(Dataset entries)
○ ○ ○ ○ ○

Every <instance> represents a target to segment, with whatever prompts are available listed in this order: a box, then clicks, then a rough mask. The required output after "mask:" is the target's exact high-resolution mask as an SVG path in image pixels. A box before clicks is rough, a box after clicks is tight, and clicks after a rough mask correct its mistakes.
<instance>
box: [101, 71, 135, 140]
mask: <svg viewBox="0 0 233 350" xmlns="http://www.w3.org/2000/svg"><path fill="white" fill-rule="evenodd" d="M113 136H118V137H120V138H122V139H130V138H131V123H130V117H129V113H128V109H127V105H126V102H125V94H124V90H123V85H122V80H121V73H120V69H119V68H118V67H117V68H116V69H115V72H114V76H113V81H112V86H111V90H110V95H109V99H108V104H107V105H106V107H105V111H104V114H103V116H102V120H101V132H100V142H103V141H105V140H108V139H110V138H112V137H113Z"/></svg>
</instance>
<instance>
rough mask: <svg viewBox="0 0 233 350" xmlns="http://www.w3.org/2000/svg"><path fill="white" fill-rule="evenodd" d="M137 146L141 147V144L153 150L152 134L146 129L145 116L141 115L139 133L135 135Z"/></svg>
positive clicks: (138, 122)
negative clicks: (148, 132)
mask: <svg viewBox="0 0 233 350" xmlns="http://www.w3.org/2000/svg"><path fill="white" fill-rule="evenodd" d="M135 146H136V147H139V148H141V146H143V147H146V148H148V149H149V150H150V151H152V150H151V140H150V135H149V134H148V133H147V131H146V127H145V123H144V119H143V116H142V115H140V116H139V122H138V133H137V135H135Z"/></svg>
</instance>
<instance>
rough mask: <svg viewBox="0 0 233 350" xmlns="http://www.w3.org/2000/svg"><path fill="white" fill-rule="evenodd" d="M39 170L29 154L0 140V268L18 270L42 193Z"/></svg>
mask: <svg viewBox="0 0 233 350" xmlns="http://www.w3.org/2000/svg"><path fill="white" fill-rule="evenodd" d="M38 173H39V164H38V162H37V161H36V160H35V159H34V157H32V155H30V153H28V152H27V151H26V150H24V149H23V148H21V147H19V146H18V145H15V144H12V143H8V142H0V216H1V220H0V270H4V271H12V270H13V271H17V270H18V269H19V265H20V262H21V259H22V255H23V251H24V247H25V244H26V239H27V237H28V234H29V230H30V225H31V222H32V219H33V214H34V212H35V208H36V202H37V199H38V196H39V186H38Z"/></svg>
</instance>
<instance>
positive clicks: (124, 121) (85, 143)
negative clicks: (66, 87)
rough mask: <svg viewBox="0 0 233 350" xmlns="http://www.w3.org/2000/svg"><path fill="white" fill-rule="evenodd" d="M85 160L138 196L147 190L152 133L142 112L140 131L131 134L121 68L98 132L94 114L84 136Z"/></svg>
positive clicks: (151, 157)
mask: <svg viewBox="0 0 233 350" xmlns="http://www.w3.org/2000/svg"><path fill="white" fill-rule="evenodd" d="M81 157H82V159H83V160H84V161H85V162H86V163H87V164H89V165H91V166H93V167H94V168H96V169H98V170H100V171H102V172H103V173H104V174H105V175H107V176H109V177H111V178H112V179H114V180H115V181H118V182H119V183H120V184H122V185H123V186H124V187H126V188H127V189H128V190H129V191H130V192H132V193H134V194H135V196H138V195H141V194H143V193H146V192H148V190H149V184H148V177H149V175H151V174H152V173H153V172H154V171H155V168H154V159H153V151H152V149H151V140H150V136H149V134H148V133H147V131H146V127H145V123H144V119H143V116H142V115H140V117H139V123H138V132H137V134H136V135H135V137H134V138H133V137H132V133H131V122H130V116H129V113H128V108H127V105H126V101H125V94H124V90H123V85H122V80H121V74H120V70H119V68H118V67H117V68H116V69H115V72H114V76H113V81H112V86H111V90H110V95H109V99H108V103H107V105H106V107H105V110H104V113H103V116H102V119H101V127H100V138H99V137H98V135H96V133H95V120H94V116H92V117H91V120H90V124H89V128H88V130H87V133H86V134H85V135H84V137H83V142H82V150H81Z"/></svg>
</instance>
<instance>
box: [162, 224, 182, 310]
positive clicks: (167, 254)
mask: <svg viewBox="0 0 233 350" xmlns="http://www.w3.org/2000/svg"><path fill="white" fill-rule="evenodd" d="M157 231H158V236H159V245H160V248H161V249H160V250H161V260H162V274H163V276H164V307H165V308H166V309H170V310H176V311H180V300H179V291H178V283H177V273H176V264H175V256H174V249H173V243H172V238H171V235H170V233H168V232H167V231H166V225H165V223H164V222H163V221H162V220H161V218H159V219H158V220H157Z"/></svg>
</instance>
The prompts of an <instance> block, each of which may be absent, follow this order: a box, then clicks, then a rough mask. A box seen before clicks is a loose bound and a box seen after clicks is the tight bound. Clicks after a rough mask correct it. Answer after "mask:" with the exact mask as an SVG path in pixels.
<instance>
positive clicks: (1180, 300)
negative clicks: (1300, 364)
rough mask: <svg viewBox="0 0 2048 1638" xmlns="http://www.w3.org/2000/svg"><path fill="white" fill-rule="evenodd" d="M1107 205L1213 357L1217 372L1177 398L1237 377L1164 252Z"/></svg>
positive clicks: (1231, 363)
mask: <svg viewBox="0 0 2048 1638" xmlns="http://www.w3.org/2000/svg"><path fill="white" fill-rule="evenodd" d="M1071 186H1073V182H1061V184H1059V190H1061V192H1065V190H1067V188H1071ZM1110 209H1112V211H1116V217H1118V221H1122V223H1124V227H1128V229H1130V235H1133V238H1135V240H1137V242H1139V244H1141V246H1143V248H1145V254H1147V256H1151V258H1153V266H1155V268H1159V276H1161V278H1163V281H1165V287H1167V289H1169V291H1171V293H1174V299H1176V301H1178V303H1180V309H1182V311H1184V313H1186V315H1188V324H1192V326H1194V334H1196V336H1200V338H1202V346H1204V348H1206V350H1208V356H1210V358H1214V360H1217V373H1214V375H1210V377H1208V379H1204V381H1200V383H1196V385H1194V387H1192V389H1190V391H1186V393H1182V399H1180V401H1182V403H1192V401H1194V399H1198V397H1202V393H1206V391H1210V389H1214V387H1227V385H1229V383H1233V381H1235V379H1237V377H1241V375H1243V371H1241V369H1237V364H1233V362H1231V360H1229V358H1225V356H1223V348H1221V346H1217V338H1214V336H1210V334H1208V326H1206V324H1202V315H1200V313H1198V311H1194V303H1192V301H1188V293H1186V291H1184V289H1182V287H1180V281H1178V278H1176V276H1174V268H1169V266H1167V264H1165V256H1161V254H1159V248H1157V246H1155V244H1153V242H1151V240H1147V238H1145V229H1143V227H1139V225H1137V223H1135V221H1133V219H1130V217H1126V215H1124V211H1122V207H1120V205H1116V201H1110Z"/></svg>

○ ○ ○ ○ ○

## INSTRUCTIONS FOR THE TASK
Tally the lines of the records above that contain the word "this", and reply with only that number.

## ANSWER SECTION
2